[Instructions for the task] Extract each line of the data below that contains the string "makeup".

[Recorded data]
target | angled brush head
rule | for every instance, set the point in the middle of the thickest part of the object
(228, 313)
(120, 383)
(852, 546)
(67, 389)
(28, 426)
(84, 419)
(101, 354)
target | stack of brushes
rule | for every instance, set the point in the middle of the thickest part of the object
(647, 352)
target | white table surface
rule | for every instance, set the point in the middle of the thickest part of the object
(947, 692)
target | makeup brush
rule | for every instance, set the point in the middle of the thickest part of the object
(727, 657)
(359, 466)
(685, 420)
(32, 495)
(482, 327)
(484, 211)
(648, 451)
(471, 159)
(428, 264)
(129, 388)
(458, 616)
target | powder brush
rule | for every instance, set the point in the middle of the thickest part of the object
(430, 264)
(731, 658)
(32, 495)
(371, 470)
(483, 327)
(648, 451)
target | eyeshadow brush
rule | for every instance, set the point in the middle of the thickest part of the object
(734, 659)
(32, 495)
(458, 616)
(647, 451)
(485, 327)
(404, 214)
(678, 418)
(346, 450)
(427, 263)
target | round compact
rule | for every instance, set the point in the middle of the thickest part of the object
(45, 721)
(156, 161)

==

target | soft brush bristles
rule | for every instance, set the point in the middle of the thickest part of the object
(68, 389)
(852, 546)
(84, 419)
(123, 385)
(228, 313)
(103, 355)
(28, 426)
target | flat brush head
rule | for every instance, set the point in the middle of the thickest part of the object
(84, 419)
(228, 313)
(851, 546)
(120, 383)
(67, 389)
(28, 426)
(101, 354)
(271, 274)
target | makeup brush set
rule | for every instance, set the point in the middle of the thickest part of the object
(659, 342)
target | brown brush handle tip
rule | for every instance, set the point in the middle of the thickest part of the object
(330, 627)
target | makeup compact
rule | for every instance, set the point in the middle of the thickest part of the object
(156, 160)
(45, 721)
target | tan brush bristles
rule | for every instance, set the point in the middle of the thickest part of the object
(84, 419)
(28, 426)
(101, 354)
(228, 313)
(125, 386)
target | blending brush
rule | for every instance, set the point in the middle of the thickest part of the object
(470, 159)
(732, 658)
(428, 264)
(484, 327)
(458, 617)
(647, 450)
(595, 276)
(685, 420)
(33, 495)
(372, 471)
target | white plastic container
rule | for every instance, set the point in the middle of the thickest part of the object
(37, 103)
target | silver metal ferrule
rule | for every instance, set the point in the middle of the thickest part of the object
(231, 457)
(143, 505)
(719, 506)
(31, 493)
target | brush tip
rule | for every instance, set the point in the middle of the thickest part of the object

[Correct answer]
target | makeup brush
target | makeup brush set
target | makeup compact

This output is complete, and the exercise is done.